**Task description**.
Your answer must match the material exactly, line for line.
────────────────────────────────────────
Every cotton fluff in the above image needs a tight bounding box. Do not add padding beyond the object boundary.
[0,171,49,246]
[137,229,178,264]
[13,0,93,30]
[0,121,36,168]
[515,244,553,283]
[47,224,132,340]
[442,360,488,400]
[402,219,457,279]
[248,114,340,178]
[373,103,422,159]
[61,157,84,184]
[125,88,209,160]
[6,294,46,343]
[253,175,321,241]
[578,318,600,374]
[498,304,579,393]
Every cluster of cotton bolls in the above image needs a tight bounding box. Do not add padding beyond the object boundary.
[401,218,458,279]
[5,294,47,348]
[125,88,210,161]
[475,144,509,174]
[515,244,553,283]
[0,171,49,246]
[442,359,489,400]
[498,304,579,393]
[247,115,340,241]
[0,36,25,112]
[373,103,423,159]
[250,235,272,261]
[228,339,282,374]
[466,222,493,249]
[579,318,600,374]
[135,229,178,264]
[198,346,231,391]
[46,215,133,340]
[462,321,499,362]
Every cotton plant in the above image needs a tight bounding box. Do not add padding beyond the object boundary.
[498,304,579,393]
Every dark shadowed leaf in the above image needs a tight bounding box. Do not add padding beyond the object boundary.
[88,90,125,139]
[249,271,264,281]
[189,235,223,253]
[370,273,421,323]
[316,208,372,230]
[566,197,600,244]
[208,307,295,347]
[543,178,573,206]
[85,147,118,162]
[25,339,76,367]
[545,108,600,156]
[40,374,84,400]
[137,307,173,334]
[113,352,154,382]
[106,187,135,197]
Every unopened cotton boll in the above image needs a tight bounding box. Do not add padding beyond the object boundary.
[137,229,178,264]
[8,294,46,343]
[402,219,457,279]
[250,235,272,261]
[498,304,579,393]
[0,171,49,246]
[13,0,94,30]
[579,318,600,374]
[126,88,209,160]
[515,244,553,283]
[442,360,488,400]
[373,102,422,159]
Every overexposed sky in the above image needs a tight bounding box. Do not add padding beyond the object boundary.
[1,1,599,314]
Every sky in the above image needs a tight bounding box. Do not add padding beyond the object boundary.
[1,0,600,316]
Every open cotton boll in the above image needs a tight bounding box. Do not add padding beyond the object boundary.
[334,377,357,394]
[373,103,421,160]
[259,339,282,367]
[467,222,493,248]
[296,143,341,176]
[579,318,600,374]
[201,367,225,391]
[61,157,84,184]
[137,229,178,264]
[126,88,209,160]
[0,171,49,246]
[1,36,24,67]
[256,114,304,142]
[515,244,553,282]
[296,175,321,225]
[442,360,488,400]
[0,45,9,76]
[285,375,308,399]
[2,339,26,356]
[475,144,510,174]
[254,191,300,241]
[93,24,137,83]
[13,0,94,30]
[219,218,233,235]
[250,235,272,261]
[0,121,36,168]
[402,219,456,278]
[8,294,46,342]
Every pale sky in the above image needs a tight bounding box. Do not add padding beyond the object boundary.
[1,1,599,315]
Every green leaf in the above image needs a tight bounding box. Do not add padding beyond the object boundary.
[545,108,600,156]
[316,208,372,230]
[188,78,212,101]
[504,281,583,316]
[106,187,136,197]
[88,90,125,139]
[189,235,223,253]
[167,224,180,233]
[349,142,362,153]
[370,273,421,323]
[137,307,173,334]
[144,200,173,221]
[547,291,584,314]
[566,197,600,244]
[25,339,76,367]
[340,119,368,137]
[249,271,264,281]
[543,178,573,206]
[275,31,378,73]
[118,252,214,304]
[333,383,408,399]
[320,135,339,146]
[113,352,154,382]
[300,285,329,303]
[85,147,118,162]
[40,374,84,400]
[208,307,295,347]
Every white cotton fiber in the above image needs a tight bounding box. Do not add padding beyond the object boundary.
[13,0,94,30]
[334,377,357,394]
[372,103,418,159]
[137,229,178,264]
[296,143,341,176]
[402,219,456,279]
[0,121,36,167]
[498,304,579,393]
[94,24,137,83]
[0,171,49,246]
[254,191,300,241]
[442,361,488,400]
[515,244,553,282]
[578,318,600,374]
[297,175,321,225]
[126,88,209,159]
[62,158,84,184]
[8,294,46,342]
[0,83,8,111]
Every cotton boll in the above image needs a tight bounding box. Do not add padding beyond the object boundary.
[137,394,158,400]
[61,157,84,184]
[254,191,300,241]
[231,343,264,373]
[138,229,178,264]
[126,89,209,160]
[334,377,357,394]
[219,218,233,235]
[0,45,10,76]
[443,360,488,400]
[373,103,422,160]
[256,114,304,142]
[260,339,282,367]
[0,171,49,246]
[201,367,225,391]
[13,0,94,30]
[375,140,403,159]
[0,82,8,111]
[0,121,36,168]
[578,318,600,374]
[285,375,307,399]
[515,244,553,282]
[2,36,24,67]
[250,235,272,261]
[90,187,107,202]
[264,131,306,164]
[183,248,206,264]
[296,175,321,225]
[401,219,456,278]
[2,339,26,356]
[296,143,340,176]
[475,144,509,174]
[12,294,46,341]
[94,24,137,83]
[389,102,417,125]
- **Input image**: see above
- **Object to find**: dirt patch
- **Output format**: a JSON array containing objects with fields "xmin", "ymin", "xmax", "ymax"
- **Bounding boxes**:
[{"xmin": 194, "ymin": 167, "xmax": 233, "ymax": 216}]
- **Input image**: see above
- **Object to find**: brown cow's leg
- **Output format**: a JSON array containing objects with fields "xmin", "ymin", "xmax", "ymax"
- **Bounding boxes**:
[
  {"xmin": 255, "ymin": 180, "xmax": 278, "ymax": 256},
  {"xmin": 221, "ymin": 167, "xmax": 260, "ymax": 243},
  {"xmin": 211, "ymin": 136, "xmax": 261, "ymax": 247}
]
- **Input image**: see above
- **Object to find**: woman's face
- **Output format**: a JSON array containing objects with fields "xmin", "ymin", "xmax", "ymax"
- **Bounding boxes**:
────────────────────────────────────────
**The answer**.
Every cotton fluff in the above image needs a tight bounding box. Do not add padding beyond the object boundary.
[0,171,49,246]
[137,229,178,264]
[13,0,93,30]
[0,121,36,168]
[515,244,553,283]
[47,224,132,340]
[442,360,488,400]
[402,219,457,279]
[248,114,340,178]
[373,103,422,159]
[61,157,84,184]
[125,88,209,160]
[6,294,46,343]
[253,175,321,241]
[578,318,600,374]
[498,304,579,393]
Every cluster of cotton bolls in the above image needs a tight bounding box. Do not add padding beyond the object boundary.
[401,218,458,279]
[5,294,47,348]
[125,88,210,161]
[475,144,509,174]
[515,244,553,283]
[0,171,49,246]
[442,359,489,400]
[498,304,579,393]
[247,115,340,241]
[0,36,25,112]
[373,103,423,159]
[250,235,272,261]
[228,339,282,374]
[466,222,493,249]
[579,318,600,374]
[135,229,178,264]
[198,346,231,391]
[46,215,133,340]
[462,321,499,362]
Every cotton plant in the above image needs a tight bounding box. Do not add padding beyond the object boundary.
[498,304,579,393]
Every dark shadowed leaf in the above image needs a tight bounding box. Do not add padding beyond the object boundary.
[88,90,125,139]
[249,271,264,281]
[189,235,223,253]
[370,273,421,323]
[316,208,372,230]
[566,197,600,244]
[208,307,295,347]
[543,178,573,206]
[85,147,118,162]
[25,339,76,367]
[545,108,600,156]
[40,374,84,400]
[137,307,173,334]
[113,352,154,382]
[106,187,135,197]
Every unopened cotton boll in the above image needs a tight bounding box. Do not add padding beyond the object boundary.
[137,229,178,264]
[8,294,46,343]
[402,219,457,279]
[250,235,272,261]
[498,304,579,393]
[0,171,49,246]
[13,0,94,30]
[579,318,600,374]
[126,88,209,160]
[515,244,553,283]
[442,360,488,400]
[373,102,422,159]
Every overexposed sky in the above image needs a tight bounding box. Do not add padding beyond the object boundary.
[1,1,599,314]
Every sky in the above image needs a tight bounding box. Do not add padding beyond the object boundary.
[1,0,600,316]
Every open cotton boll in the above image needs a tight bounding box. Do not add padding beyond the object boundary.
[334,377,357,394]
[373,103,421,160]
[259,339,282,367]
[467,222,493,248]
[296,143,341,176]
[579,318,600,374]
[201,367,225,391]
[61,157,84,184]
[137,229,178,264]
[126,88,209,160]
[0,171,49,246]
[1,36,24,67]
[256,114,304,142]
[515,244,553,282]
[296,175,321,225]
[442,360,488,400]
[0,45,9,76]
[285,375,308,399]
[2,339,26,356]
[475,144,510,174]
[254,191,300,241]
[93,24,137,83]
[13,0,94,30]
[219,218,233,235]
[250,235,272,261]
[0,121,36,168]
[402,219,456,278]
[8,294,46,342]
Every pale sky in the above image needs a tight bounding box. Do not add padding beyond the object boundary.
[1,1,599,315]
Every green leaf in the above image needs a tight bounding box. Do not add padding beyond the object boundary.
[545,108,600,156]
[316,208,372,230]
[188,78,212,101]
[504,281,583,316]
[106,187,136,197]
[88,90,125,139]
[189,235,223,253]
[167,224,180,233]
[349,142,362,153]
[370,273,421,323]
[137,307,173,334]
[144,200,173,221]
[547,291,584,314]
[566,197,600,244]
[25,339,76,367]
[340,119,368,137]
[249,271,264,281]
[543,178,573,206]
[275,31,378,73]
[118,252,214,304]
[333,383,408,399]
[320,135,339,146]
[113,352,154,382]
[300,285,329,303]
[85,147,118,162]
[40,374,84,400]
[208,307,295,347]
Every white cotton fiber in the above image needs a tight bounding box. Do not add padding beyond the object boundary.
[13,0,94,30]
[334,377,357,394]
[372,103,418,159]
[137,229,178,264]
[296,143,341,176]
[402,219,456,279]
[0,121,36,167]
[498,304,579,393]
[94,24,137,83]
[0,171,49,246]
[254,191,300,241]
[442,361,488,400]
[515,244,553,282]
[578,318,600,374]
[297,175,321,225]
[126,88,209,159]
[62,158,84,184]
[8,294,46,342]
[0,83,8,111]
Every cotton boll in the above image needs a tight bounding box. Do not add padding beyond the object boundary.
[137,394,158,400]
[61,157,84,184]
[254,191,300,241]
[231,343,264,373]
[138,229,178,264]
[126,89,209,160]
[334,377,357,394]
[219,218,233,235]
[0,45,10,76]
[443,360,488,400]
[373,103,422,160]
[256,114,304,142]
[260,339,282,367]
[0,171,49,246]
[201,367,225,391]
[13,0,94,30]
[375,140,403,159]
[0,82,8,111]
[0,121,36,168]
[578,318,600,374]
[285,375,307,399]
[515,244,553,282]
[2,36,24,67]
[250,235,272,261]
[90,187,107,202]
[264,131,306,164]
[183,248,206,264]
[296,175,321,225]
[401,219,456,278]
[2,339,26,356]
[296,143,340,176]
[475,144,509,174]
[12,294,46,341]
[94,24,137,83]
[389,102,417,125]
- **Input image**: see above
- **Object to find**: dirt patch
- **Output format**: a JSON array containing objects with fields "xmin", "ymin", "xmax", "ymax"
- **Bounding boxes**:
[{"xmin": 194, "ymin": 167, "xmax": 233, "ymax": 216}]
- **Input image**: see above
- **Object to find**: brown cow's leg
- **Output format**: a JSON array containing objects with fields "xmin", "ymin", "xmax", "ymax"
- **Bounding boxes**:
[
  {"xmin": 255, "ymin": 180, "xmax": 278, "ymax": 256},
  {"xmin": 221, "ymin": 167, "xmax": 260, "ymax": 243},
  {"xmin": 211, "ymin": 136, "xmax": 261, "ymax": 247}
]
- **Input image**: see above
- **Object to find**: woman's face
- **Output format**: a JSON array containing objects with fields "xmin", "ymin", "xmax", "ymax"
- **Bounding boxes**:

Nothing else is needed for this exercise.